=== Records for the exercise ===
# # # #
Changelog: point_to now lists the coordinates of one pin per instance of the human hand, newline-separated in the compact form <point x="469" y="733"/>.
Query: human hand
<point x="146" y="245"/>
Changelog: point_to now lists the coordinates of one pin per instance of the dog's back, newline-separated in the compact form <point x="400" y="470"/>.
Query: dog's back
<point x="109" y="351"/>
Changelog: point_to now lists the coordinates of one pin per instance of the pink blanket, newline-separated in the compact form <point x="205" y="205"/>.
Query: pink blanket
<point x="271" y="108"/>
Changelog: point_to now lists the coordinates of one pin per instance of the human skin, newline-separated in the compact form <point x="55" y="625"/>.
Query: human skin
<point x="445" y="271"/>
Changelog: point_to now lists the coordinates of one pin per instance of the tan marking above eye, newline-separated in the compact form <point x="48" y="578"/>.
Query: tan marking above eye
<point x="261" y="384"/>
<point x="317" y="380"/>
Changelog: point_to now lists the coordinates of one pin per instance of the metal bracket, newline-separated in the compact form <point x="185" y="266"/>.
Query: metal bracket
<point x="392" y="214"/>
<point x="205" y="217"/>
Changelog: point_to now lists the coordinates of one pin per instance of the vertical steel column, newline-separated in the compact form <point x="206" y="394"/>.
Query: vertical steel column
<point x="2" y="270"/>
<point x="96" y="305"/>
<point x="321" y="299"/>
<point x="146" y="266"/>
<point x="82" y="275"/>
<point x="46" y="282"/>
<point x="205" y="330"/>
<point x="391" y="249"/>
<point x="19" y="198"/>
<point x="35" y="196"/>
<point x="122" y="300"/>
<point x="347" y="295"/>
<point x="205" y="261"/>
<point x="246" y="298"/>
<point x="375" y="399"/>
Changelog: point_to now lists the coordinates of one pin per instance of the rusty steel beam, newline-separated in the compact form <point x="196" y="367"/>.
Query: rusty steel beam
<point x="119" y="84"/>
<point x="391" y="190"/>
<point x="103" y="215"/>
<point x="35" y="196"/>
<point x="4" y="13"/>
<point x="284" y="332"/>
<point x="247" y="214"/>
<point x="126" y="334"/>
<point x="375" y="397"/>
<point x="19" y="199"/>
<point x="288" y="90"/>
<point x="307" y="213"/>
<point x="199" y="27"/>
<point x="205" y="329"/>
# # # #
=== What the task asks ===
Each line from the start of the listing above through the line containing "of the dog's" must be reproduced exactly. Leave out the rest.

=== Task output ===
Changelog: point_to now lists the coordinates of one pin per instance of the human hand, newline-separated in the compact form <point x="469" y="733"/>.
Query: human hand
<point x="146" y="245"/>
Changelog: point_to now lists the coordinates of one pin per instance of the dog's back, newline-separated in the compact form <point x="400" y="470"/>.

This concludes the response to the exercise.